### [PROVIDED TEXT]

⟨

What inspired you to write Behind the Gates of Gomorrah?
I wrote Behind the Gates of Gomorrah: A Year With the Criminally Insane becasue I was so shocked at the violence and terror that occured on a daily basis inside the hospital. I spoke to family and friends and no one knew such a place existed. I realized it was my patients who were receving most of the beatings — from other patients — but the staff, mainly female nurses, were being hit regularly as well. I wrote the book, finally, as an attempt to shed light on a terrible situation and to hopefully make the hospital a safer place for my patients.
What do you find most rewarding or enjoyable about your role at Napa State Hospital?
Working at Napa State has its rewards — most of my patients do get better or at least some better. I enjoy working with the professional, top-notch staff. But that is, in the end, overwhelmed by the constant danger and fear that Napa State generates.
What effect does constantly being exposed to violence and violent people have on your psyche? It must change your outlook on life at least somewhat, doesn’t it?
Being under constant stress and in perpetual danger has the same effect on the staff at Napa as being a policeman or soldier does. Working at Napa — and being a patient at Napa — produces the same problems — PTSD symptoms — that occur in any situation in which violence is a constant presence.

⟩

Natural-language object grounding data
⟨

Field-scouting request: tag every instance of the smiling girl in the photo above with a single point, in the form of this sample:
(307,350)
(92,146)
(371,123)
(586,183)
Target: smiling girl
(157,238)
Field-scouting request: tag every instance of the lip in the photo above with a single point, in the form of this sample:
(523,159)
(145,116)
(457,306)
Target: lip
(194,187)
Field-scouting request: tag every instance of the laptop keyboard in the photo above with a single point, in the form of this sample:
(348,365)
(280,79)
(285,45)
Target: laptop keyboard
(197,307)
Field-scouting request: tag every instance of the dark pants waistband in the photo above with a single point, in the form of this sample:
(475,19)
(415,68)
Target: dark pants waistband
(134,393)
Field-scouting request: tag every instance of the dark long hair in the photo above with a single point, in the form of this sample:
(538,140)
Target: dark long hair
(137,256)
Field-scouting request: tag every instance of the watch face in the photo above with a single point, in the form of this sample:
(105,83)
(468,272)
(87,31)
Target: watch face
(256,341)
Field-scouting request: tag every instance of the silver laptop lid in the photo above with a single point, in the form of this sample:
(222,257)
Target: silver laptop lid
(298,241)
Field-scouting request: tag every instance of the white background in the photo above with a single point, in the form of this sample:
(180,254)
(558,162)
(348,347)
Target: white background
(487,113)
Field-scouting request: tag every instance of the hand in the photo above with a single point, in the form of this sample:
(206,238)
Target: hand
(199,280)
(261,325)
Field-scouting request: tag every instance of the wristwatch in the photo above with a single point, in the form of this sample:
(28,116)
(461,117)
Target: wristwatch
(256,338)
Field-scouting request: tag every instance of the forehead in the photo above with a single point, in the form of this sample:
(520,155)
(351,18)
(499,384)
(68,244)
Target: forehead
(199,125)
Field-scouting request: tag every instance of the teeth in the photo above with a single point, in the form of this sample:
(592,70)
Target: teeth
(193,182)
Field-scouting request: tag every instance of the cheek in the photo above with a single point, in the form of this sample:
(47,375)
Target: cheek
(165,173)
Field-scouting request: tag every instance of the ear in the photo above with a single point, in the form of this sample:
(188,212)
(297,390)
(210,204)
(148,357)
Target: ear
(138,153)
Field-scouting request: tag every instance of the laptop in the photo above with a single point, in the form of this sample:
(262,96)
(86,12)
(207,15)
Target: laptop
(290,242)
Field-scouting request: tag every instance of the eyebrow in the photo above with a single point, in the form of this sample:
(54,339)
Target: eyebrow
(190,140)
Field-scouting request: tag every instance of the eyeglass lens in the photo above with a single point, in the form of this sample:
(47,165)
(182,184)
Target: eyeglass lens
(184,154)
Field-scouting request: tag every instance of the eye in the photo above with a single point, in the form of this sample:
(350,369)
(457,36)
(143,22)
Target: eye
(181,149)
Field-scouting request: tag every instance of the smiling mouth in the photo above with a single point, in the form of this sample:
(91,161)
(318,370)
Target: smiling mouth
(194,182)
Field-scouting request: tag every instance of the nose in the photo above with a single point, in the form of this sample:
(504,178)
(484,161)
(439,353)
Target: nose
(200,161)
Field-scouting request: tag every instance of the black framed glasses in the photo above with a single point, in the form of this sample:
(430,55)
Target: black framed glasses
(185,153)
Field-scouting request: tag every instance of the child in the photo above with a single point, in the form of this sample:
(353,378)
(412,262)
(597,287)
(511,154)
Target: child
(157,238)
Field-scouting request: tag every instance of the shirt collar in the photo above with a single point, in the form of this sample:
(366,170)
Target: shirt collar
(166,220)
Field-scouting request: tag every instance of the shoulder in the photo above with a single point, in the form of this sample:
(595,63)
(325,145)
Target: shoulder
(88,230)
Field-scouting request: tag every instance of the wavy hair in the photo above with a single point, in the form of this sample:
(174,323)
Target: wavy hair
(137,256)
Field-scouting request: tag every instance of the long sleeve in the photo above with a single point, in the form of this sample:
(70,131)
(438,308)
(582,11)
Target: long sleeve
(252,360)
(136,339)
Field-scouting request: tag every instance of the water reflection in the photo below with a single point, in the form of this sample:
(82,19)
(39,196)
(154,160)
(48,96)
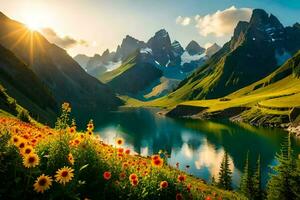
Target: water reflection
(199,144)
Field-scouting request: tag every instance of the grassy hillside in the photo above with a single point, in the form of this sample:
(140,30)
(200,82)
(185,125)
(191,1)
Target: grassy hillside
(133,76)
(63,76)
(79,165)
(273,99)
(22,84)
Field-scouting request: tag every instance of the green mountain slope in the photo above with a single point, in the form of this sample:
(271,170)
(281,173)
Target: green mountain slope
(273,100)
(57,70)
(133,76)
(256,49)
(22,84)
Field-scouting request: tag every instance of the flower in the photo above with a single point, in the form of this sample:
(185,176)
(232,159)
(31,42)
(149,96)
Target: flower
(106,175)
(132,177)
(90,126)
(158,162)
(15,140)
(71,159)
(27,150)
(72,129)
(119,141)
(179,196)
(181,178)
(208,198)
(64,175)
(164,184)
(42,183)
(127,151)
(134,182)
(31,160)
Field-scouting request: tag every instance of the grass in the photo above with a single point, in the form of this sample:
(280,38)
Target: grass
(95,170)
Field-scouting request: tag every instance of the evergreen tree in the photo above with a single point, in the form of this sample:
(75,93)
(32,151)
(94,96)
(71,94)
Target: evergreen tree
(281,183)
(256,182)
(246,183)
(225,174)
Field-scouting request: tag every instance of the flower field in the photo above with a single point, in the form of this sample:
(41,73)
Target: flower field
(38,162)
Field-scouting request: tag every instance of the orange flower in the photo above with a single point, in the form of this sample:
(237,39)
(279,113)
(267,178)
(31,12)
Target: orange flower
(181,178)
(127,151)
(179,196)
(106,175)
(164,184)
(132,177)
(157,162)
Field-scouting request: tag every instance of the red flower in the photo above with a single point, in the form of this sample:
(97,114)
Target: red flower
(179,196)
(106,175)
(164,184)
(181,178)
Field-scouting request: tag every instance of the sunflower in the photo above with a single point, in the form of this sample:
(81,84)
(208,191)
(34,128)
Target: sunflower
(134,182)
(181,178)
(157,162)
(90,126)
(15,140)
(27,150)
(71,159)
(64,175)
(106,175)
(119,141)
(164,184)
(42,183)
(31,160)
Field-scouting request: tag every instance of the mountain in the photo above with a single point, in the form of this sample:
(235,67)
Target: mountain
(134,75)
(212,50)
(21,83)
(273,100)
(255,50)
(194,48)
(63,76)
(82,60)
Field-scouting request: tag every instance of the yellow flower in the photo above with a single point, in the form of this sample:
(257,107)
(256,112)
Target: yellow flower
(64,175)
(119,141)
(42,183)
(31,160)
(15,140)
(71,159)
(27,150)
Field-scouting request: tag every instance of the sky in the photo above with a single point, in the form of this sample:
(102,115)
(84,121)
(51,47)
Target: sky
(92,26)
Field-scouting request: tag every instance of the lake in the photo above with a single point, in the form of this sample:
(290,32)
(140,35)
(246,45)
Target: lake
(199,144)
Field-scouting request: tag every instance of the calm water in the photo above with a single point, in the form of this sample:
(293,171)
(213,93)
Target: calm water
(200,144)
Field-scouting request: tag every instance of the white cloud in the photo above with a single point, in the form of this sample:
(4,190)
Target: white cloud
(64,42)
(184,21)
(208,44)
(223,22)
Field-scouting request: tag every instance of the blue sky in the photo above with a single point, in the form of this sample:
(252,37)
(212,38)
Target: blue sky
(95,25)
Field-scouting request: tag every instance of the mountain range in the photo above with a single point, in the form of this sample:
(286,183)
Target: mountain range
(166,63)
(55,70)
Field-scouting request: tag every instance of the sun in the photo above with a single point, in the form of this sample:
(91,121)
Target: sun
(33,23)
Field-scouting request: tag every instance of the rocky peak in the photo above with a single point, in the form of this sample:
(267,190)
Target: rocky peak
(194,48)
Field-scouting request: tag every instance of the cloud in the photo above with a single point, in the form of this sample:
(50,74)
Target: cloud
(207,45)
(66,42)
(223,22)
(184,21)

⟩

### [PROBLEMS AND TASKS]
1. Answer these questions about the interview on Behind the Gates of Gomorrah.
(a) Who was receiving most of the beatings inside the hospital, and from whom?
(b) What happens to most of the interviewee's patients at Napa State?
(c) What problems does working or being a patient at Napa produce?
2. Carry the interview on Behind the Gates of Gomorrah forward from its last sentence.

### [RESPONSES BY ITEM NUMBER]
1.
(a) The interviewee's patients, from other patients.
(b) They get better, or at least somewhat better.
(c) PTSD symptoms.

2.
It doesn’t necessarily change my outlook on life. I’m an eternal optimist. And I’m optimistic that if enough people read Behind the Gates of Gomorrah and are moved to action, that some positive change may result in the lives of my patients and the rest of the Napa staff.
When faced with the sort of violence and stress that you’ve encountered, how often have you thought about simply walking away? Of getting in your car, driving away from Napa State Hospital and never coming back?
I think about walking away and driving home every day. But I haven’t yet.
Given your experiences, what changes would you make to the nation’s state hospital system and our approach to treating mental illness?
At Napa State, three things would change the situation a great deal.
1) We need a “Special Treatment Unit” where we could house the most violent offenders. Probably 80% of our assaults are perpetrated by 15% of the patients.
2) We need guards on the units. Fighting violent, psychotic psychopaths with tiny female nurses is a disaster.
3) Many of our patients come to Napa with a court decisions allowing them to decide for themselves if they want treatment or not. This makes little sense to me. Everyone given the option of treatment rather than prison should have to take the treatment. We need court-ordered medication on every patient.
This last problem is one of the main problems with the national approach to the treatment of mental illness and leads directly to the production of the homeless mentally ill and to the generation of school shooters. Treatment for mental illness is available but patients can refuse it.
What’s the best movie you’ve seen recently?
The best movie I’ve seen recently is Guardians of the Galaxy.
What’s your favorite type of sandwich?
My favorite sandwich, hands down, is the double cheeseburger, medium-rare, from Gott’s restaurant in downtown Napa. It costs 11 dollars and is worth every cent.
If you could take a few weeks and go anywhere in the world on vacation, where would you choose to go?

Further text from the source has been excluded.